### [WORK TO BE COMPLETED]
Repeat the data word for word. Do not include the pictures.
::::
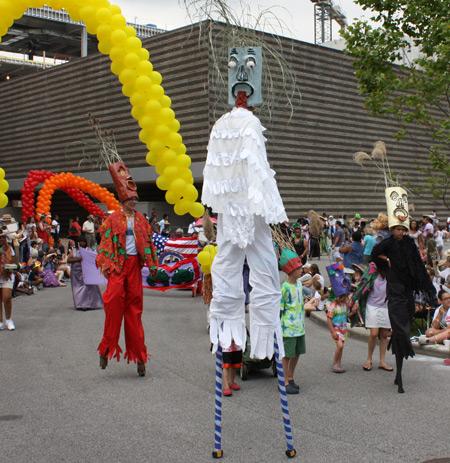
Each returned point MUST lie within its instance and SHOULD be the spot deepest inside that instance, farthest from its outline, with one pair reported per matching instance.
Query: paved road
(58, 406)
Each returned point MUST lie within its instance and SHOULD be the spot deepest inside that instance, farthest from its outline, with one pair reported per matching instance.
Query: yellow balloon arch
(140, 82)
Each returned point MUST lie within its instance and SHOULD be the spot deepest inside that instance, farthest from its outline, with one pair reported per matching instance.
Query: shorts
(232, 359)
(7, 284)
(294, 346)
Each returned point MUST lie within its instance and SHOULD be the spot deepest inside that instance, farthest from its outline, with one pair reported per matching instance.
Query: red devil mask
(123, 181)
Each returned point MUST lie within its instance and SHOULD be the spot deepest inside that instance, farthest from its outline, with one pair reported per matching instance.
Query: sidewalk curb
(363, 335)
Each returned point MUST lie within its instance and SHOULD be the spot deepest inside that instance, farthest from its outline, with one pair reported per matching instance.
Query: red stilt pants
(123, 299)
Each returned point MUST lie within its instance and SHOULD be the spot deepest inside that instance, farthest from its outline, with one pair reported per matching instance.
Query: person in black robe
(406, 276)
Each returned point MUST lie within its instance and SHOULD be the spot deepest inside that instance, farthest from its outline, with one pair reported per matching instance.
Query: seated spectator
(353, 252)
(317, 302)
(34, 253)
(22, 284)
(35, 276)
(50, 263)
(440, 326)
(315, 276)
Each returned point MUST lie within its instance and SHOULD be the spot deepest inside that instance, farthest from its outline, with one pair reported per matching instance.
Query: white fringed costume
(240, 186)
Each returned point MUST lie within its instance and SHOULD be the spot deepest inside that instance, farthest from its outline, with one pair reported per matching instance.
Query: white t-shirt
(445, 320)
(321, 305)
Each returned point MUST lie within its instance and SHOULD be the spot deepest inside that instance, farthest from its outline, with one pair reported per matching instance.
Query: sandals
(367, 366)
(103, 361)
(385, 368)
(141, 368)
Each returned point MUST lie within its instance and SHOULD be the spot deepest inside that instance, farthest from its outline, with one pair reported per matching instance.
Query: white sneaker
(10, 325)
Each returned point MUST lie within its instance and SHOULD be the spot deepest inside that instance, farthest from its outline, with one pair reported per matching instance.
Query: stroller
(249, 364)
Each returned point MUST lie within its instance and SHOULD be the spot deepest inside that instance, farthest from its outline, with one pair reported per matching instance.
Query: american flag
(187, 247)
(159, 241)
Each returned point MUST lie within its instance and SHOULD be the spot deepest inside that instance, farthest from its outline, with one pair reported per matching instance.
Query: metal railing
(48, 13)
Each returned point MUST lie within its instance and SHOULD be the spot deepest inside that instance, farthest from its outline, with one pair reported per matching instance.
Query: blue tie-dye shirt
(292, 310)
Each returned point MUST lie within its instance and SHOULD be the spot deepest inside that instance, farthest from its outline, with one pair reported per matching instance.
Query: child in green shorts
(292, 312)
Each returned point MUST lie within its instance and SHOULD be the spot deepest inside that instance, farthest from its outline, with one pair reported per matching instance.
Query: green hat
(289, 261)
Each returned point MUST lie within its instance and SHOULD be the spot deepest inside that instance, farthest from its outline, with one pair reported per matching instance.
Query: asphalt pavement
(57, 405)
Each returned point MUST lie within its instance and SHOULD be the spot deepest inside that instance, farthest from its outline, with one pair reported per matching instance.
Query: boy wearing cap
(292, 312)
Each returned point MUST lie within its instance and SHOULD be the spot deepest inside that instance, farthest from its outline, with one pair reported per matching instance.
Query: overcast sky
(297, 14)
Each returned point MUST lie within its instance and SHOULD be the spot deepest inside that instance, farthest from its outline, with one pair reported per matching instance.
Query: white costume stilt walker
(240, 186)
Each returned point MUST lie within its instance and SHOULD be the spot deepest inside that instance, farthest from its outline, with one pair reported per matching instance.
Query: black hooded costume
(406, 276)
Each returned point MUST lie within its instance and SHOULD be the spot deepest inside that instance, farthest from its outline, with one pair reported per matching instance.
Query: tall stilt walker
(126, 246)
(240, 187)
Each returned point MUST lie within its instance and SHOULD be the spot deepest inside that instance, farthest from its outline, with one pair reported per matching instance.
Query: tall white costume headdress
(240, 186)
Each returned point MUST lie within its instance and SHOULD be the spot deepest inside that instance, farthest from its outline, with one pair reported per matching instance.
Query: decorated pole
(218, 452)
(290, 452)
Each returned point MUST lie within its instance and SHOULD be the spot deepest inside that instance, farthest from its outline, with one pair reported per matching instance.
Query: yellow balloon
(127, 76)
(171, 197)
(181, 207)
(160, 168)
(4, 186)
(166, 115)
(133, 44)
(155, 146)
(137, 112)
(147, 122)
(103, 47)
(151, 158)
(143, 83)
(103, 15)
(118, 21)
(162, 132)
(206, 269)
(104, 32)
(162, 183)
(3, 200)
(169, 157)
(203, 258)
(144, 68)
(118, 36)
(152, 107)
(131, 61)
(128, 90)
(138, 99)
(144, 55)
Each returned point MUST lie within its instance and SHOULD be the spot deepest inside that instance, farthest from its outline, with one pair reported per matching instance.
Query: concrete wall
(43, 119)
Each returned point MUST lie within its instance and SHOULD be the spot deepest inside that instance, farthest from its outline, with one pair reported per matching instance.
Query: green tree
(412, 91)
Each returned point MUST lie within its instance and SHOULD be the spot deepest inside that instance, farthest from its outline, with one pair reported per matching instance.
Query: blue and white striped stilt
(218, 453)
(290, 452)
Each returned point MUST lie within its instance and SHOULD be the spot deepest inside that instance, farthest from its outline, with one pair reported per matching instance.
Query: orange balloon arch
(59, 181)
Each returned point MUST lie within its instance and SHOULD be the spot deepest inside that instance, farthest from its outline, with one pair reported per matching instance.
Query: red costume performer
(126, 246)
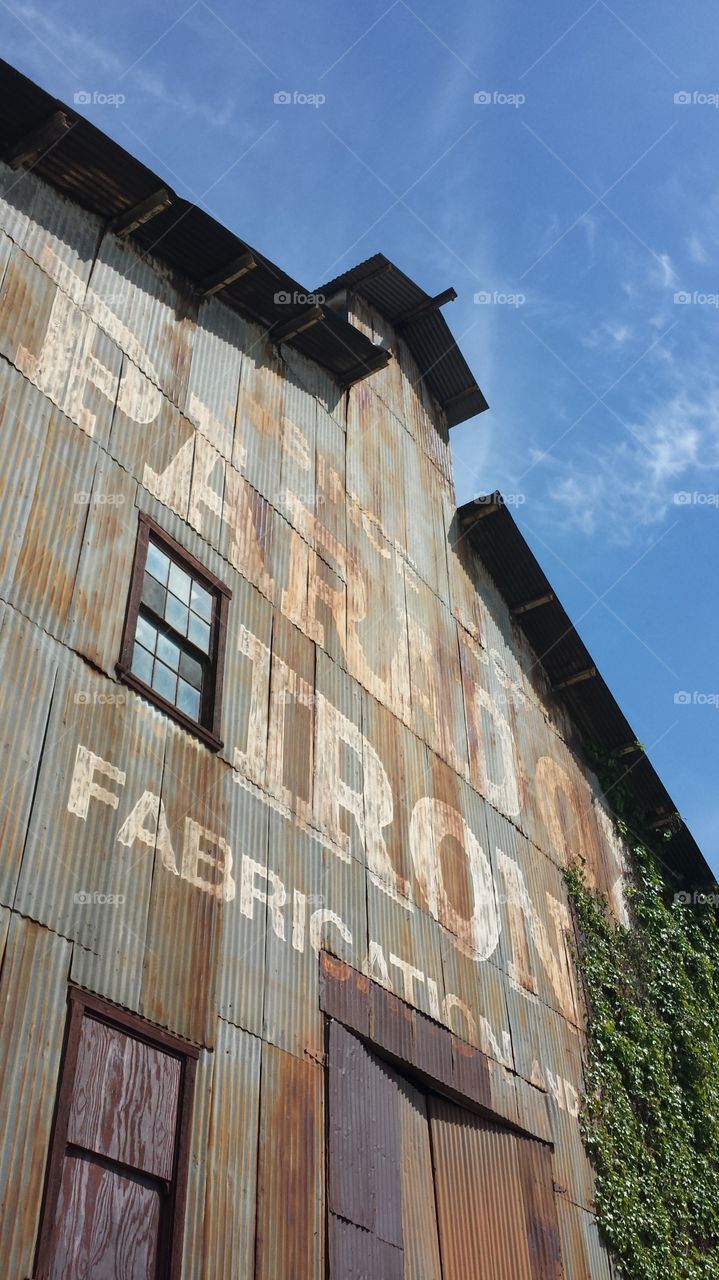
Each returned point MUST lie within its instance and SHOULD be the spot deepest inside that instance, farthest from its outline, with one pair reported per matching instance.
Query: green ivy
(650, 1116)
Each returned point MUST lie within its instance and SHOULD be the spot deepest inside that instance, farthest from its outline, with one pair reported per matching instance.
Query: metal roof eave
(512, 565)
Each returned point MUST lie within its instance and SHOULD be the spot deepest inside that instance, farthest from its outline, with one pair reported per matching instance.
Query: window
(174, 638)
(422, 1183)
(117, 1176)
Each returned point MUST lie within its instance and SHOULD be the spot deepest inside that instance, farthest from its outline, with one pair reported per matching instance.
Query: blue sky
(578, 195)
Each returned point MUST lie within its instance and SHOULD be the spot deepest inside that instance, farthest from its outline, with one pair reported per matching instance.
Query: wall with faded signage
(395, 785)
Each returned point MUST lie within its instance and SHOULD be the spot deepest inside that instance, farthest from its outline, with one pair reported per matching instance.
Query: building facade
::::
### [ANSWER IN FULL]
Each returned point MUST lie within its instance and SHOULD be the spot deepest inside that instance, farthest from its outline, with one pair reported per matching instance.
Query: paved road
(58, 406)
Each returned point MUST lie within its instance and SHOULD be the spot deepest inside that instance, farthest from its outline, with one pair reported per matching instance.
Query: yellow balloon arch
(140, 82)
Each returned point MUST lie within its instance and SHOULD be the spot deepest inside that instance, farthest from its outline, with one pair reported per matching instance.
Query: shorts
(232, 359)
(7, 284)
(294, 346)
Each returned point MUST lie within its instance and SHOULD be the spot deepest inside that instance, farthest from its outline, with one pair reported per matching instance.
Query: red devil mask
(123, 181)
Each returned point MUST lie within its instance and SHOULD be the spot deepest inside that instance, farthest from its outline, with one pair reported per matching instance.
Query: sidewalk curb
(363, 335)
Each returned point MUST lie within its instance and SHOULD be the spot deepest inside that instance, farthest from its outline, with one pair reported per matching instance.
Query: red stilt pants
(123, 299)
Each returned point MUST lie within its instance and SHOULD be the spot deepest inside that instance, farthest from its outline, with one pair reported per matching instance.
Query: person in black robe
(406, 276)
Each returned point MUST lie within its instance and SHOULD be the spot deepest inside that instance, farthest from its outline, with one pair reported per matching instance.
Query: seated spectator
(353, 252)
(317, 302)
(34, 253)
(22, 284)
(35, 276)
(50, 263)
(440, 326)
(315, 276)
Each returned point MUST lie within its instance and SHOULD be the spot deepest inside that instance, farthest from its outline, with one pair reported per matching instance.
Query: white fringed costume
(240, 186)
Each returned point MUST lie within its instance and SHOULD be the spot deepest inside that instance, farthest from its outline, with one pair reported per matching instance.
Query: white t-shirt
(445, 320)
(321, 305)
Each returned point MUST lie within its instance and SHOULD be the spot deepest inside that instance, farthest from its outline, with one pair reported per matching instance.
Query: sandals
(367, 366)
(103, 361)
(385, 368)
(141, 368)
Each returned point MUST lie within its instance and SHOULD be the spot deepest inside that instance, farthest from its outline, with one pair reported per matching instance.
Query: white sneaker
(10, 325)
Each returned point MUST lie within its instance and SHOULD be the spot deepest inside that instance, farthest from its outline, with one pair reported per matching instance.
Query: stroller
(249, 364)
Each returned point MUST lie within its instance and SHOULD be the spot deepest inside that instance, farthest from its outline, with one pair reported per matching instance.
Query: american flag
(187, 247)
(159, 241)
Each returned point MUST lie within its instance and SHOULD be the spot deepest inside that instance, farthest from its outline, with one pair reported per matching instance.
Query: metal railing
(48, 13)
Each returned point MUST lie within its instance and SHOULD be the spot deepest inside that instance, farthest from its outline, with one pair reported per matching instance.
Query: blue tie-dye shirt
(292, 310)
Each returned point MUST lie within its instance and SHOULD be the spot deepest inside that instance, farthest from its outline, with one pair reported per matching instance.
Query: child in green shorts
(292, 312)
Each returned point MUST lie within its instance and SHOULD be the spot deepest inside that instance, farthest from its outline, with one pair reported per matching instance.
Query: green hat
(289, 261)
Each returned point MUST lie within its instance and SHOULD be the spot deepest inside that instance, farthest from its outline, with one pair reported per matching instance.
Query: asphalt pavement
(57, 405)
Each returned point MUST lie within its instance and SHOULD be the spot deepest inside that instance, farthest from its outline, with one pair reported per matching instance.
Query: boy wearing cap
(292, 312)
Each returned point MUST lie within its instance and SHOULD be the spot deepest inside that instance, farthest from its outline, with one pair reported per matching instance.
Query: overcast sky
(297, 14)
Each returned point MUST lie within its instance and SHOULD be the spot deepest inside that instance, farthest from its outline, with one pair reported per matching instance.
Query: white costume stilt walker
(240, 186)
Each returned point MUST lie within its instance and SHOULD be the spot deepest inside that instance, farthest from its outline, with one pair reported per matching instance.
Query: black hooded costume
(406, 276)
Each returned point MUST lie within its instance and SHOULD be the spot deepest inside that instance, farthest from its outline, with one pair reported per matching instance.
Query: tall stilt walker
(126, 246)
(240, 187)
Each returned point MUST lie within its instance and SHOULD be the spot deepest inside that instance, farthest from its outline, with one pair reported per matching instance.
Query: tall white costume headdress
(240, 186)
Each returned point MUST lie within its instance and SHOULD be the spot deepest inside that instance, farthest from its outline, with one pair reported per matching instance.
Query: decorated pole
(218, 452)
(290, 452)
Each returned point MUST lie within its instance and SHOULD be the spot deepest inside that instance, farthest from its outline, with one pair reported per matching instance.
Query: yellow balloon
(127, 76)
(171, 197)
(181, 207)
(160, 168)
(4, 186)
(166, 115)
(133, 44)
(155, 146)
(137, 112)
(147, 122)
(103, 47)
(151, 158)
(143, 83)
(103, 15)
(118, 21)
(162, 132)
(206, 269)
(104, 32)
(162, 183)
(3, 200)
(169, 157)
(203, 258)
(144, 68)
(118, 36)
(152, 107)
(131, 61)
(128, 90)
(138, 99)
(144, 55)
Each returned point MUST lie within its instance and SHOULD be the spot deepest inside that instance, farthest from its outline, with one pair reported per matching instance.
Query: concrete wall
(43, 119)
Each returned point MUST lie within its instance and SHOULD be the spot deepest inside that instance, farthest from its outline, with one pair reported per matching instance.
Query: green tree
(412, 91)
Each returned point MUST lie within its instance and SHOULD be the spot deepest inside that instance, farthest from its outline, with one pair reported per matching instance.
Query: blue and white striped stilt
(218, 453)
(290, 452)
Each returned point MUST lie within its instance and SHOULD be the spot deepest inside that instance, farthest from its outline, with one pair reported per matching instance.
Query: orange balloon arch
(59, 181)
Each returned point MUST lie within its instance and SHOULD be the spot deepest inside that instance, farthest from its outline, with one pair reported per matching instance.
Query: red costume performer
(126, 246)
Each returned point MUST lie within its instance and SHOULD be the spot deepest inside that instance, farthest from its outline, with one pair reported per matching instance.
Query: green ivy
(650, 1116)
Each returned point MUST lie within its instance and SHOULD be the spot deepest inside that instance, farthest from its outline, with one pair reported per matching instance.
Query: metal roof eave
(512, 565)
Each returned point MUST lie within its instance and SHOULD be the spot deepest inside that instance, farthest from its outline, with one pair reported per matching instance.
Query: window
(174, 638)
(422, 1183)
(117, 1176)
Each returned point MUST lie within its instance and SHOULD be the spot deepest inside that instance, farthest from its outline, with one pair reported per matching instance.
Query: blue sky
(578, 195)
Each returned point MUST lie within its instance and SHOULD be the spot deepest inside that instance, farthest from its outline, with one pair reported per matching instance.
Query: wall with faded signage
(395, 785)
Each returned point MUST lie within its instance and SHOULD be the spot deepest inside that instance, farthest from its outline, with one pair reported per matching instance.
Query: building facade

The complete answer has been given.